### Exercise details
Take from the data every line in which the word "below" is found.

══ Dataset records

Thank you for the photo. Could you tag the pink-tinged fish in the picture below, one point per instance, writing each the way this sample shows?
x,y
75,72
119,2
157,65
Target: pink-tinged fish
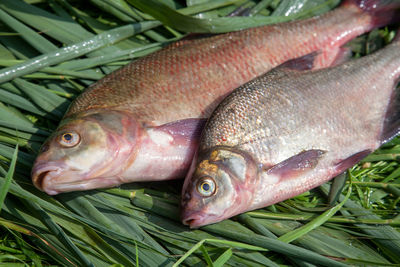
x,y
142,122
287,132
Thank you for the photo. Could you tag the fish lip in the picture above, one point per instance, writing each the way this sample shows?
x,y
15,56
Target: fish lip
x,y
42,175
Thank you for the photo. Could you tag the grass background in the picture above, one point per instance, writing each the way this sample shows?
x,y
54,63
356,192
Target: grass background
x,y
52,50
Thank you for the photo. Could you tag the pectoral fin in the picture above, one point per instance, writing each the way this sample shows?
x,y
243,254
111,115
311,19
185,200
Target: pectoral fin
x,y
391,124
296,165
344,164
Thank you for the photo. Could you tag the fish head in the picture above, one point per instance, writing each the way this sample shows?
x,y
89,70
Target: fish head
x,y
85,152
220,184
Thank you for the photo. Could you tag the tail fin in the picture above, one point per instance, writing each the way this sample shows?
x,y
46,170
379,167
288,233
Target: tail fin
x,y
383,11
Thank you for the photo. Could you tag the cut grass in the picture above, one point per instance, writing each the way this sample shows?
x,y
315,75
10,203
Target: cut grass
x,y
52,50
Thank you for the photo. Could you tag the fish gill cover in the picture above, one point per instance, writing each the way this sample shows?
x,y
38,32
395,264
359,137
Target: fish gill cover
x,y
52,50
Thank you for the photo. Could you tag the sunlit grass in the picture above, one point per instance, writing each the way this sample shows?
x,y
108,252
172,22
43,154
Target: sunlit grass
x,y
52,50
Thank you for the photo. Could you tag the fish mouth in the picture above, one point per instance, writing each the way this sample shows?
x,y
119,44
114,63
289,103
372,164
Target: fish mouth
x,y
54,180
42,176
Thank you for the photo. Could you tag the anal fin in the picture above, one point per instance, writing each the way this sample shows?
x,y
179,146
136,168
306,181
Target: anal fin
x,y
318,60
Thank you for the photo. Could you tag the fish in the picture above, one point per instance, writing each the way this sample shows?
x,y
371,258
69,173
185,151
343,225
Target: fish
x,y
287,132
143,122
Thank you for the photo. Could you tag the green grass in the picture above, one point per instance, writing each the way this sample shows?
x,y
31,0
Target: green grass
x,y
52,50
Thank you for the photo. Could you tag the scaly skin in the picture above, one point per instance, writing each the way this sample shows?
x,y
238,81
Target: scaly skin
x,y
179,86
289,131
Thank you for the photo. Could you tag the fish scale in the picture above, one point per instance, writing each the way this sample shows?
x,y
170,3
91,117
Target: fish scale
x,y
289,131
143,122
188,71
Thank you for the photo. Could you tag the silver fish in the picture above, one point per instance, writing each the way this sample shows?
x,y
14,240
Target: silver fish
x,y
289,131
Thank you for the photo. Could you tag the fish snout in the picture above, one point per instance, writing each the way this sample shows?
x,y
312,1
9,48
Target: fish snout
x,y
193,219
42,176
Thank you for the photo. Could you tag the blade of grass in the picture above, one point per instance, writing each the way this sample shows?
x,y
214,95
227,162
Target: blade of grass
x,y
184,23
73,51
293,235
34,39
8,178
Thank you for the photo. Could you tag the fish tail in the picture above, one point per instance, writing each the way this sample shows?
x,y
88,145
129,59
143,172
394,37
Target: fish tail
x,y
383,12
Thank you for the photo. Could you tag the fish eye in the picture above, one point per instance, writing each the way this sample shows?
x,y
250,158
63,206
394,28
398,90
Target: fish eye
x,y
69,139
206,186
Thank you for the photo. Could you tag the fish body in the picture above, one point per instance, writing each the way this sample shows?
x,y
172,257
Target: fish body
x,y
165,97
289,131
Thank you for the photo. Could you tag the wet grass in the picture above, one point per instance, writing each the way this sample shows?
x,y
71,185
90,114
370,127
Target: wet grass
x,y
52,50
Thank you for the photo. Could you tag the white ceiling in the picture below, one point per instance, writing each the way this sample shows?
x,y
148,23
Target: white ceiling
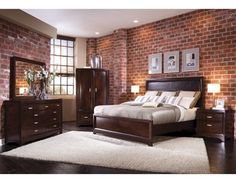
x,y
85,22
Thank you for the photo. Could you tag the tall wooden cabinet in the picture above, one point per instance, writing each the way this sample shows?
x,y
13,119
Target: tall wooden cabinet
x,y
91,90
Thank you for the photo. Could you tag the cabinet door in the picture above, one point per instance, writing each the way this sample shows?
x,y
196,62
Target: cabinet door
x,y
100,87
84,90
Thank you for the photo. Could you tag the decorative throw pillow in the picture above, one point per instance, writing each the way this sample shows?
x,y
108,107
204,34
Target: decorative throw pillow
x,y
174,100
151,93
150,104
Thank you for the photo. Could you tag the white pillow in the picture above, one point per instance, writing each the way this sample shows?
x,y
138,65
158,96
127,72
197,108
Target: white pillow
x,y
138,98
168,93
151,93
150,104
174,100
155,99
186,102
187,93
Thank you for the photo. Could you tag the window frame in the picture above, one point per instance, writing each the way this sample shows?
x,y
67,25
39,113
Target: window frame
x,y
66,66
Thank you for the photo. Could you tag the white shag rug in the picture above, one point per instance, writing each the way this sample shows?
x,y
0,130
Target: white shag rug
x,y
168,154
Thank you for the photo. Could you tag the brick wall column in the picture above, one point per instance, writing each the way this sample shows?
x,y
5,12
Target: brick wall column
x,y
120,65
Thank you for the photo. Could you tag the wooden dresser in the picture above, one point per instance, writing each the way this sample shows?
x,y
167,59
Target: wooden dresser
x,y
29,120
91,90
215,123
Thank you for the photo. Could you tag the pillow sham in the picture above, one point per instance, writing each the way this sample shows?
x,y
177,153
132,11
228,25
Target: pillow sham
x,y
168,93
150,104
186,102
151,93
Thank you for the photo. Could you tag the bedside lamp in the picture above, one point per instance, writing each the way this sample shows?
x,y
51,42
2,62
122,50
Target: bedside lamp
x,y
135,89
213,88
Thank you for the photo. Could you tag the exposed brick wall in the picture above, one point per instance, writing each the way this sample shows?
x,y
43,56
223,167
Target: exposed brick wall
x,y
18,41
213,31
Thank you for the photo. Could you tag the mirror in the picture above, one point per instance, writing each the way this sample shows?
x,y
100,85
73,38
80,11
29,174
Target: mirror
x,y
18,84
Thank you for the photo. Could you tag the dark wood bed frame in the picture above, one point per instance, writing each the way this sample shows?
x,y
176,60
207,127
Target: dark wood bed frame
x,y
144,130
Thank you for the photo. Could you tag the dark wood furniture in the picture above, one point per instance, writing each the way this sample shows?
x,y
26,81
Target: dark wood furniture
x,y
29,120
215,123
91,90
144,130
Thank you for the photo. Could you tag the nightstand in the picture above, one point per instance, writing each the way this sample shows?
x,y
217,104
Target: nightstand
x,y
215,123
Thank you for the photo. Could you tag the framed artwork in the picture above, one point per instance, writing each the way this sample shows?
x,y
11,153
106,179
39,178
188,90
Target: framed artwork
x,y
171,62
190,58
155,63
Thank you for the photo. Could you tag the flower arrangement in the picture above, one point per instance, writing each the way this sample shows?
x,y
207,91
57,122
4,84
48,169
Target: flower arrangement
x,y
42,77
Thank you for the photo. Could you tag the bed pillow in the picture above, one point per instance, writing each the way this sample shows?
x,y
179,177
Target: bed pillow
x,y
168,93
187,93
150,104
173,100
151,93
186,102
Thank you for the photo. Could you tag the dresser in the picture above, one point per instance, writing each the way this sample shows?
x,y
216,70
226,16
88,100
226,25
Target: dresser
x,y
91,90
29,120
215,123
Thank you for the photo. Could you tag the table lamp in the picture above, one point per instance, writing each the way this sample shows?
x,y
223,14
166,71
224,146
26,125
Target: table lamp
x,y
213,88
135,89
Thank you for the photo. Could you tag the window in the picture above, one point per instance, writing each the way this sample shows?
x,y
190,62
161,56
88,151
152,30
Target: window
x,y
62,63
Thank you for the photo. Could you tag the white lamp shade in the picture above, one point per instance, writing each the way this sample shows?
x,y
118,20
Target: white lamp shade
x,y
23,90
213,88
135,88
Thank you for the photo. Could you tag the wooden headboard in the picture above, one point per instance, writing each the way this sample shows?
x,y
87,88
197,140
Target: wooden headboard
x,y
177,84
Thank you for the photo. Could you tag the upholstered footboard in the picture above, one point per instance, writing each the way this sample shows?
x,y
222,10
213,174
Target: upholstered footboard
x,y
124,128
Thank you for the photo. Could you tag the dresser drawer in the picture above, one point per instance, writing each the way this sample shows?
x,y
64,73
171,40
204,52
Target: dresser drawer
x,y
208,116
86,118
211,127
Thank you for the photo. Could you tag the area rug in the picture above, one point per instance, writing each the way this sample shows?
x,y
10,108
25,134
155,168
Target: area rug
x,y
168,154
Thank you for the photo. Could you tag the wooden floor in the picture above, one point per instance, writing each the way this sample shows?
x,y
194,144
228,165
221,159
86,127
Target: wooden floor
x,y
222,157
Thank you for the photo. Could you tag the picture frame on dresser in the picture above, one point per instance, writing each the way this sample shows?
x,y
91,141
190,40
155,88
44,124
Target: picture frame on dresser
x,y
190,60
155,63
171,62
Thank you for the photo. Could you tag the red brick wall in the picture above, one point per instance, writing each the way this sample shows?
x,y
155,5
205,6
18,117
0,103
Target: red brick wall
x,y
213,31
18,41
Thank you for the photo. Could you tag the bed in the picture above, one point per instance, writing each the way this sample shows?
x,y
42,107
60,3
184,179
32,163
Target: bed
x,y
143,130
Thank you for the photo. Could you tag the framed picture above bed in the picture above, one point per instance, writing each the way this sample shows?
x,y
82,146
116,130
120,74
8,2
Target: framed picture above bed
x,y
171,62
155,63
190,58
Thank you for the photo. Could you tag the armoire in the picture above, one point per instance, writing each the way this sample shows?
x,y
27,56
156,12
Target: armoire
x,y
91,90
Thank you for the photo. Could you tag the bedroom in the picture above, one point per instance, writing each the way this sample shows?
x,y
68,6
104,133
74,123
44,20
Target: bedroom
x,y
125,52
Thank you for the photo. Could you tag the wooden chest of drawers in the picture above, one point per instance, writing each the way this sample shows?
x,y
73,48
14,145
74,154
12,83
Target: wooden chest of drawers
x,y
214,123
26,121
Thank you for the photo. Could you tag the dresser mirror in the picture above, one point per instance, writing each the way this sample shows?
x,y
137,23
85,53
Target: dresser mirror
x,y
18,84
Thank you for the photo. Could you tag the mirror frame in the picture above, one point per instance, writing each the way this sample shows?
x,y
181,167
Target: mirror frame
x,y
13,60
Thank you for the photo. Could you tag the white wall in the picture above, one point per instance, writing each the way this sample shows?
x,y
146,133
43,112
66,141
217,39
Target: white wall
x,y
69,102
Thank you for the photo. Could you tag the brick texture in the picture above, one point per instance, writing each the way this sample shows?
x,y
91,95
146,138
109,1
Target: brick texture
x,y
212,31
18,41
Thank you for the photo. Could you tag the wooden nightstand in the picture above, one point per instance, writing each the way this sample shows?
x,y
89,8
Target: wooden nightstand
x,y
215,123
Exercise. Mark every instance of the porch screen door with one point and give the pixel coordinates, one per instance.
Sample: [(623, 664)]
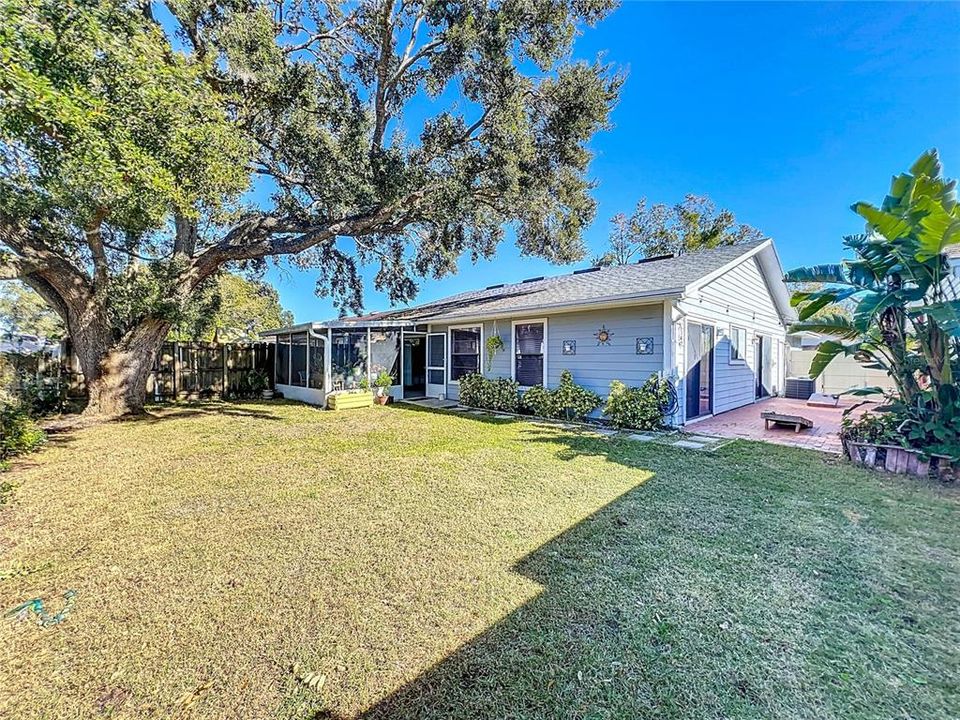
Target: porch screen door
[(436, 364)]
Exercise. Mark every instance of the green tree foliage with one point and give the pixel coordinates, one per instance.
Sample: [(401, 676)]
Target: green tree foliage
[(652, 230), (637, 407), (22, 310), (906, 319), (843, 308), (128, 154)]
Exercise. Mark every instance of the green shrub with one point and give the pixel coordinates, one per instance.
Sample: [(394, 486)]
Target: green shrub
[(539, 401), (501, 394), (637, 407), (567, 401), (39, 397), (19, 434)]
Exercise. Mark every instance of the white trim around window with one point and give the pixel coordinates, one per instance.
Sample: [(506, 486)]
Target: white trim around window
[(468, 326), (513, 346)]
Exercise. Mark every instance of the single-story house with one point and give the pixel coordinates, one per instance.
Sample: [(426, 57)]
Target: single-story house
[(713, 322)]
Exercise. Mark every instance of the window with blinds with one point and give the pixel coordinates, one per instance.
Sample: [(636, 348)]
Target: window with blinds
[(464, 352), (528, 353)]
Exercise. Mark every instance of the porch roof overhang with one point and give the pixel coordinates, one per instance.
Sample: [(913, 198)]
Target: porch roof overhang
[(340, 325), (411, 322)]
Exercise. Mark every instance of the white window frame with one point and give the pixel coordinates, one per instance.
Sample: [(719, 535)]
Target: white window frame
[(450, 329), (742, 360), (513, 347)]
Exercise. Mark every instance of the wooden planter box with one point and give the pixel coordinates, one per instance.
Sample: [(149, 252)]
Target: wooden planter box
[(349, 400), (902, 461)]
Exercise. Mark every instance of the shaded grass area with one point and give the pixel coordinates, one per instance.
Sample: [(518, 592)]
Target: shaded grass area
[(431, 565)]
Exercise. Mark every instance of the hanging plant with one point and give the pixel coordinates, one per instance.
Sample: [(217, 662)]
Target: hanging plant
[(494, 345)]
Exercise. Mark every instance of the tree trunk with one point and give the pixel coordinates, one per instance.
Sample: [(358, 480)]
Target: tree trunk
[(116, 372)]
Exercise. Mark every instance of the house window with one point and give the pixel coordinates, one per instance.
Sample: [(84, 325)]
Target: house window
[(348, 358), (385, 353), (528, 343), (738, 344), (283, 360), (464, 352)]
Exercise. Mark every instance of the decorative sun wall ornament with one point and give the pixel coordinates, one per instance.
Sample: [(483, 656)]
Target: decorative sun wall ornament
[(603, 335)]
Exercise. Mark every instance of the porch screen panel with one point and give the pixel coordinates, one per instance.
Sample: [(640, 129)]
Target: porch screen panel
[(464, 352), (317, 367), (283, 360), (298, 359), (385, 353), (349, 358), (528, 341)]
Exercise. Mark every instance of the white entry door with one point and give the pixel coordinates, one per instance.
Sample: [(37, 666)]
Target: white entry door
[(436, 364)]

════

### Answer for this exercise
Thank you for the photo. Could you tag the pink-tinged fish in the picture below, one point per instance, writing each the way this sample shows?
Thank you for the photo. Could you tag the white ceiling in the picture below, one point per instance, writing each the way this sample shows?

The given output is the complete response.